As of March 31, 2026 and December 31, 2025, we had $566,583 and $5,945,894, respectively in cash and cash equivalents. As of March 31, 2026, we had $2,479,490 of remaining available capacity on our revolving line of credit compared with $3,448,016 of remaining available capacity as of December 31, 2025. The decrease in cash and cash equivalents and decrease in the remaining available capacity on our revolving line of credit was primarily a result of our use of proceeds from our warrant inducement transaction in December 2025 to fund working capital requirements to support the production of our new product offerings. We have historically generated only limited gross profit and have relied primarily upon capital generated from public and private offerings of our securities to fund continuing operations. Since the Company’s acquisition of Worksport in 2014, it has never generated a profit. During the three months ended March 31, 2026, we had net losses of $5,828,522 (three months ended March 31, 2025 - $4,460,464). As of March 31, 2026, the Company had working capital of $6,579,541 (As of December 31, 2025 - $10,061,578) and had an accumulated deficit of $89,729,030 (As of December 31, 2025 - $83,873,790).

# Problems and tasks
**A.** From the passage on cash and losses, list every dollar amount given as of December 31, 2025, and say what each one measures.
**B.** Pick up the passage on cash and losses right after its last sentence and keep it going.

# Stored items
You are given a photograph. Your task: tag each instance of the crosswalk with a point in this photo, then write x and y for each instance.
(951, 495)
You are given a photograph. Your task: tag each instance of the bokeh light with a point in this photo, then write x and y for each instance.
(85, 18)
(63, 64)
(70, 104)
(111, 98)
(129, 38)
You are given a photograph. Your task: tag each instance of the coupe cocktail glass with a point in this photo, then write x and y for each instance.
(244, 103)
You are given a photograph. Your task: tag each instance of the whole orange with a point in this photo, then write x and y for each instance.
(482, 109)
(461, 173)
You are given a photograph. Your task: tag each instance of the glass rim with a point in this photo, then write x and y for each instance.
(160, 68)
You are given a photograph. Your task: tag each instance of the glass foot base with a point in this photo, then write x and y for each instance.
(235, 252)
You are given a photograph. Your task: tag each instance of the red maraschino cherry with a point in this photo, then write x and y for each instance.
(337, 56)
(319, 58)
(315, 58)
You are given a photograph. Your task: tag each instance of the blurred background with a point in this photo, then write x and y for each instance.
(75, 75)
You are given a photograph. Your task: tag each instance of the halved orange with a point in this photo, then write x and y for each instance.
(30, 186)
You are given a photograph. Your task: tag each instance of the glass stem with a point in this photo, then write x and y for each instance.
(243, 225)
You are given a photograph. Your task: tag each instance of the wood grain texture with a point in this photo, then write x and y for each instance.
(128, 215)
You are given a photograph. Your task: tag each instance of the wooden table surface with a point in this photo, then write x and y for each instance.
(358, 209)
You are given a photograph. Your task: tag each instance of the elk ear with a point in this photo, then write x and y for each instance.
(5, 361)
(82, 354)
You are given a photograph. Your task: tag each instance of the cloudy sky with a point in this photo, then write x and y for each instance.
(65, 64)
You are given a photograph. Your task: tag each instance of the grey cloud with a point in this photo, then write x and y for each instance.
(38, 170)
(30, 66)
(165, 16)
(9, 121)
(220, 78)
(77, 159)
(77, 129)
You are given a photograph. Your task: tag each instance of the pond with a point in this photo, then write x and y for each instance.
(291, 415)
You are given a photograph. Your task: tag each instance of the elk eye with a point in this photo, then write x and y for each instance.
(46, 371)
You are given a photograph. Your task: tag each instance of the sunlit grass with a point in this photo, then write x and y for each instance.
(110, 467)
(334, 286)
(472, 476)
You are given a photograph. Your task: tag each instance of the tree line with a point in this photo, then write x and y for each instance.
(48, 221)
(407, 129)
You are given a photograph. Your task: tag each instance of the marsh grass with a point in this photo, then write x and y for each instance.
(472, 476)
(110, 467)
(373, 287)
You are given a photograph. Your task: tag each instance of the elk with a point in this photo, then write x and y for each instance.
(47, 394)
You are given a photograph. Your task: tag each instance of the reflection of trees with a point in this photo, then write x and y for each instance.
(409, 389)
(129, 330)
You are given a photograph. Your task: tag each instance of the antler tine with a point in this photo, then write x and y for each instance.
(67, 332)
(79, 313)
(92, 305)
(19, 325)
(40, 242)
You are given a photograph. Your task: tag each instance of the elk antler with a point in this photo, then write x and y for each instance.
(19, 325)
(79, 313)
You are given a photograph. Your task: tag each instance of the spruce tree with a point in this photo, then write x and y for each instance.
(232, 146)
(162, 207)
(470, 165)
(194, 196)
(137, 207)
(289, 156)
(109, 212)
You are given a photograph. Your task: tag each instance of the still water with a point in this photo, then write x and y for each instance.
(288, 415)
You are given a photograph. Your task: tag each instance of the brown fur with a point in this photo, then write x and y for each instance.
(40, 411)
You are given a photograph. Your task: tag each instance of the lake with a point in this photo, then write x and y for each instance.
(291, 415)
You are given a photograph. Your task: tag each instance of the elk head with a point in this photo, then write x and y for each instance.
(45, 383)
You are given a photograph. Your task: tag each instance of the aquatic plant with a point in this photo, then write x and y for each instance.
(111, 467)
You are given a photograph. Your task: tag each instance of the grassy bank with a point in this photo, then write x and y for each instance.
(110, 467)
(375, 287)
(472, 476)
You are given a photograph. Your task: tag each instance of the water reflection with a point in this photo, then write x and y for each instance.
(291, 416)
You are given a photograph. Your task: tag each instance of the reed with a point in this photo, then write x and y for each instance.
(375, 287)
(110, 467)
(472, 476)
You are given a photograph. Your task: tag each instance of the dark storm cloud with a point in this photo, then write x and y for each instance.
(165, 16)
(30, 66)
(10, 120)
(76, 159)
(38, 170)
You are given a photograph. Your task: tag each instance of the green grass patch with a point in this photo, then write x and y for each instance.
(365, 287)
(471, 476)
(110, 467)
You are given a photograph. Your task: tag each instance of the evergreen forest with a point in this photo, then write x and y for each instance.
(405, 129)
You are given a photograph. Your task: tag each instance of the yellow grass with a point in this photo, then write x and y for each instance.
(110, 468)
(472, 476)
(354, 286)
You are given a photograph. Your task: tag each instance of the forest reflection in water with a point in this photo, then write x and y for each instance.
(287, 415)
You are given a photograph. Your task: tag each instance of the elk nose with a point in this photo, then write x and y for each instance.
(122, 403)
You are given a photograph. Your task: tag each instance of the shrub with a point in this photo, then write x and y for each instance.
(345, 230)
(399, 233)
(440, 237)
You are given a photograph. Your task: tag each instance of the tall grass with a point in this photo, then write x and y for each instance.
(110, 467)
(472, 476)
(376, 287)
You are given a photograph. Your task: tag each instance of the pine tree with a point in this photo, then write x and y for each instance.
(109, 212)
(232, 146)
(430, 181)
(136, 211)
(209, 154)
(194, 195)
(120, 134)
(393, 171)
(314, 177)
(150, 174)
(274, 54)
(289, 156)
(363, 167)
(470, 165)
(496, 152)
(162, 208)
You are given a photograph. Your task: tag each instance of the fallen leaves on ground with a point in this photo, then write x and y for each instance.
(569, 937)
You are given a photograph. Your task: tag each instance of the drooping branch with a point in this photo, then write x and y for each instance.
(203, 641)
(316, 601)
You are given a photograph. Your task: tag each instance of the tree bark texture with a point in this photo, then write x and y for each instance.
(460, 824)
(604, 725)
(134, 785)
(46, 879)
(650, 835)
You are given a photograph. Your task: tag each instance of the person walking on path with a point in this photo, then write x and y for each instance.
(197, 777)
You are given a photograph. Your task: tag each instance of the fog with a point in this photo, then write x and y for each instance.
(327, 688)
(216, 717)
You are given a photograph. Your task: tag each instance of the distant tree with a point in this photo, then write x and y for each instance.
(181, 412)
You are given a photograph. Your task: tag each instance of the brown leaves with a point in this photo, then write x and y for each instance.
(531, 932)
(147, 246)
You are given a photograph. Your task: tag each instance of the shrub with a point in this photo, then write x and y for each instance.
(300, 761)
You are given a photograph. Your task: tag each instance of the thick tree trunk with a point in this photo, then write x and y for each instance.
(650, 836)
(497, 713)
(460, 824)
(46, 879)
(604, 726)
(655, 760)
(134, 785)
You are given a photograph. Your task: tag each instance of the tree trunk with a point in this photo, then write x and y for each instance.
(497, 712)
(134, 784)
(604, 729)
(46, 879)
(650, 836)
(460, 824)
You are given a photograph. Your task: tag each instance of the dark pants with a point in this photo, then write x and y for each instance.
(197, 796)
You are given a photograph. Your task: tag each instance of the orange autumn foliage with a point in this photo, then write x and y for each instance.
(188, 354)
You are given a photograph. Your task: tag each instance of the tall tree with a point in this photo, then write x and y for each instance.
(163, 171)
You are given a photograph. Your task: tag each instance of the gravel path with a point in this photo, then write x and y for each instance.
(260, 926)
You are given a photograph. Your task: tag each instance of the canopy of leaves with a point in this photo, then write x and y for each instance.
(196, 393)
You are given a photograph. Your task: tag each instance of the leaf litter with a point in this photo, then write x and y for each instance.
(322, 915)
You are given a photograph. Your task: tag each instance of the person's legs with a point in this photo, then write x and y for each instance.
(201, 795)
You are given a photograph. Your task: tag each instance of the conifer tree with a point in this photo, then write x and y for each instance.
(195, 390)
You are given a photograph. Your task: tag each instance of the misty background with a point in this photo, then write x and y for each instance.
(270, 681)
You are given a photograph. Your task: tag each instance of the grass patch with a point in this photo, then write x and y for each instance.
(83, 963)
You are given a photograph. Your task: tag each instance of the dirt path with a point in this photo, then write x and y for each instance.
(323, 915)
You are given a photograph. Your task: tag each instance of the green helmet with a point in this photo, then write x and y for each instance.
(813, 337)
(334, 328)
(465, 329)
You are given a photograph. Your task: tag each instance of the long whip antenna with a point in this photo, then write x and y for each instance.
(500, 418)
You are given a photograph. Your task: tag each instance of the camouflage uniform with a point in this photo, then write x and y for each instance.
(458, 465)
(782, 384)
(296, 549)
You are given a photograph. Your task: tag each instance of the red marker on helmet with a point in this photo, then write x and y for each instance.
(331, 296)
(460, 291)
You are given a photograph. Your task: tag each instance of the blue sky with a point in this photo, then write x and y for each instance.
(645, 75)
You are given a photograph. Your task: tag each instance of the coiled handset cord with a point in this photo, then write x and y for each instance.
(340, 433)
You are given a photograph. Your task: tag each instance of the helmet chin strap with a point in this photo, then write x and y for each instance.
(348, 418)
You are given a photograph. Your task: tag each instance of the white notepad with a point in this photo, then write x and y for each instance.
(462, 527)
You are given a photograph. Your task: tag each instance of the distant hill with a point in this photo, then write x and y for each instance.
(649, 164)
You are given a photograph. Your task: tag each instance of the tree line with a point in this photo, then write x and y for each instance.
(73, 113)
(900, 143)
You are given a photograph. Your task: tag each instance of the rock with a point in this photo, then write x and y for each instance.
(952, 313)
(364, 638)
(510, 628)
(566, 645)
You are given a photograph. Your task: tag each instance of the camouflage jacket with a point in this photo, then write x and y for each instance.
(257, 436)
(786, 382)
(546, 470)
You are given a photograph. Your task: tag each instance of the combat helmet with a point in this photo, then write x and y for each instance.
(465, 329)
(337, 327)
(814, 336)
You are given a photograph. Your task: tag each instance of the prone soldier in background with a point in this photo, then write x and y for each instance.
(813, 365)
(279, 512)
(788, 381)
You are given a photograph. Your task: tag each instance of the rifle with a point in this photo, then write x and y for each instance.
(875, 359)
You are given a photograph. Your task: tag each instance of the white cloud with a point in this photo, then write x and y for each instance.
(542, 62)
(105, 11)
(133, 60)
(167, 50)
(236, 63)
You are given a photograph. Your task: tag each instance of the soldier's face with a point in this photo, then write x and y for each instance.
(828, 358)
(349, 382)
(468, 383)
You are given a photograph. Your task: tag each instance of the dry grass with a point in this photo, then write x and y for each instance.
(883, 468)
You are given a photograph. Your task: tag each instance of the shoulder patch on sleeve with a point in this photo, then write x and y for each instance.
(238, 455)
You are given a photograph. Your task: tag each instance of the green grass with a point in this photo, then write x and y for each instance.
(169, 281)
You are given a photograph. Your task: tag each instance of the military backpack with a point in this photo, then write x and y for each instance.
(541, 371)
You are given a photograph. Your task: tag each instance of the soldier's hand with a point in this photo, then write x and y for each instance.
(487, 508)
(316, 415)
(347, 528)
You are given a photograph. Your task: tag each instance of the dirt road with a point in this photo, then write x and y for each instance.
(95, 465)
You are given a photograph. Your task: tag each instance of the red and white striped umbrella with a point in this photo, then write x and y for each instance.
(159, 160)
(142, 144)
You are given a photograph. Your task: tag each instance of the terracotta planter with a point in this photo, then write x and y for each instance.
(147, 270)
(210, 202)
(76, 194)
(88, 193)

# Expected outputs
**A.**
- $5,945,894: cash and cash equivalents
- $3,448,016: remaining available capacity on the revolving line of credit
- $10,061,578: working capital
- $83,873,790: accumulated deficit

**B.**
 

In their fiscal 2025 audit report, our independent auditors expressed that there is substantial doubt as to our ability to continue as a going concern. Our ability to continue as a going concern is dependent upon our ability to generate cash flows from operations and obtain equity and/or debt financing. We intend to continue funding operations through equity and debt financing arrangements, which may be insufficient to fund our capital expenditures, working capital and other cash requirements in the long term. There can be no assurance that the steps our management is taking will be successful.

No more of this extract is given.